What you will do:
In the excerpt on polynomial multiplication, revise the part that opens with the words containing "Points of polynomial" and closes with "case of $w(t)$)", putting "is not defined" in place of "doesn't really make sense".

Excerpted text:
● ● ● ● ● ● ●

What is idea behind that? Simply - instead of doing calculations we treat each set of numbers as polynomial: $$ p(t) = at^2 + bt + c $$ $$ q(t) = xt^2 + yt + z $$

And we are looking for polynomial:

$$ w(t) = p(q) \cdot q(t) = w_4 t^4 + w_3 t^3 + w_2 t^2 + w_1 t + w_0 $$

As it can be easily seen each coefficient $w_i$ of our $w(t)$ polynomial is one of products from multiplication. To avoid multiplication of polynomials (which would kill the case) we will try to approximate (calculate) coefficients of $w(t)$ using our $p(t)$ and $q(t)$ polynomials. To do so we need some approximation points. For 5 variables ($w_0,w_1,w_2,w_3,w_4$) we need 5 points. Let those be (as in wikipedia article) $t \in \{-2,-1,0,1,\infty\} $.

Points of polynomial evaluation may be whatever you wish. But it is common to chose $0$ and $\infty$ among them. In case of polynomials value at $\infty$ doesn't really make sense so instead of this we are using $$ p(\infty) = \lim_{t \to \infty} {{p(t)} \over {t^{deg(p)}}} $$

And thus it is always coefficient of highest power (like $w_4$ in case of $w(t)$)

Having this explained let's try it:

$$ \begin{array}[b]{l} t=0 &&p(0) = c \\ &&q(0) = z \\ t=1 &&p(1) = a +b +c \\ &&q(1) = x +y +z \\ t=-1 &&p(-1) = a -b +c \\ &&q(-1) = x -y +z \\ t=-2 &&p(-2) = 4a-2b +c \\ &&q(-2) = 4x-2y +z \\ t=\infty &&p(\infty) = a \\ &&q(\infty) = x \end{array} $$ Which leads us to: $$ \begin{array}[b]{l} w(0) &&= w_0 &&= cz \\ w(1) &&= w_4 +w_3+w_2+w_1+w_0 &&= (a+b+c)(x+y+z) \\ w(-1) &&= w_4 -w_3+w_2-w_1+w_0 &&= (a-b+c)(x-y+z) \\ w(-2) &&= 16w_4-8w_3+4w_2-2w_1+w_0 &&= (4a-2b+c)(4x-2y+z)\\ w(\infty) &&= w_4 &&= ax \end{array} $$ So we see that there is only needed 5 multiplications of those specific sums and we're almost there.

● ● ● ● ● ● ●

Image location labeling entries:
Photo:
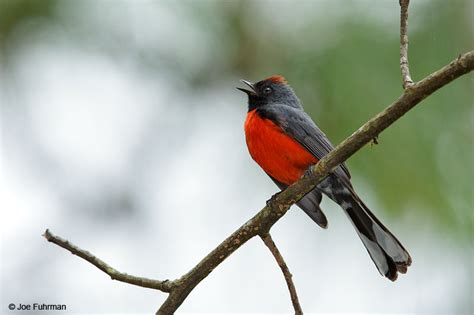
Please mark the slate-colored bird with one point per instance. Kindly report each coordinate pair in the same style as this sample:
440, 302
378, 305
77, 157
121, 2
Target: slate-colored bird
285, 142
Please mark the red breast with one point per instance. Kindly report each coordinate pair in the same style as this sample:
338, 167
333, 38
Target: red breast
282, 157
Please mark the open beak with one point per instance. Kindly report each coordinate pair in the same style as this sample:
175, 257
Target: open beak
250, 85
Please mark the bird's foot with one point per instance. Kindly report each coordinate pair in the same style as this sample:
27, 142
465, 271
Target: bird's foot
272, 199
309, 171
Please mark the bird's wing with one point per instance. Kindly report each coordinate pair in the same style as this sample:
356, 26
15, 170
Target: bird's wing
298, 125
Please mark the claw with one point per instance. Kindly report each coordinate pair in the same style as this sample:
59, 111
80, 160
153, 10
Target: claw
272, 199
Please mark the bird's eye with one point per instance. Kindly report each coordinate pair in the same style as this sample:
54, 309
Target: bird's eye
267, 90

● ● ● ● ● ● ●

Result for this exercise:
Points of polynomial evaluation may be whatever you wish. But it is common to chose $0$ and $\infty$ among them. In case of polynomials value at $\infty$ is not defined so instead of this we are using $$ p(\infty) = \lim_{t \to \infty} {{p(t)} \over {t^{deg(p)}}} $$

And thus it is always coefficient of highest power (like $w_4$ in case of $w(t)$)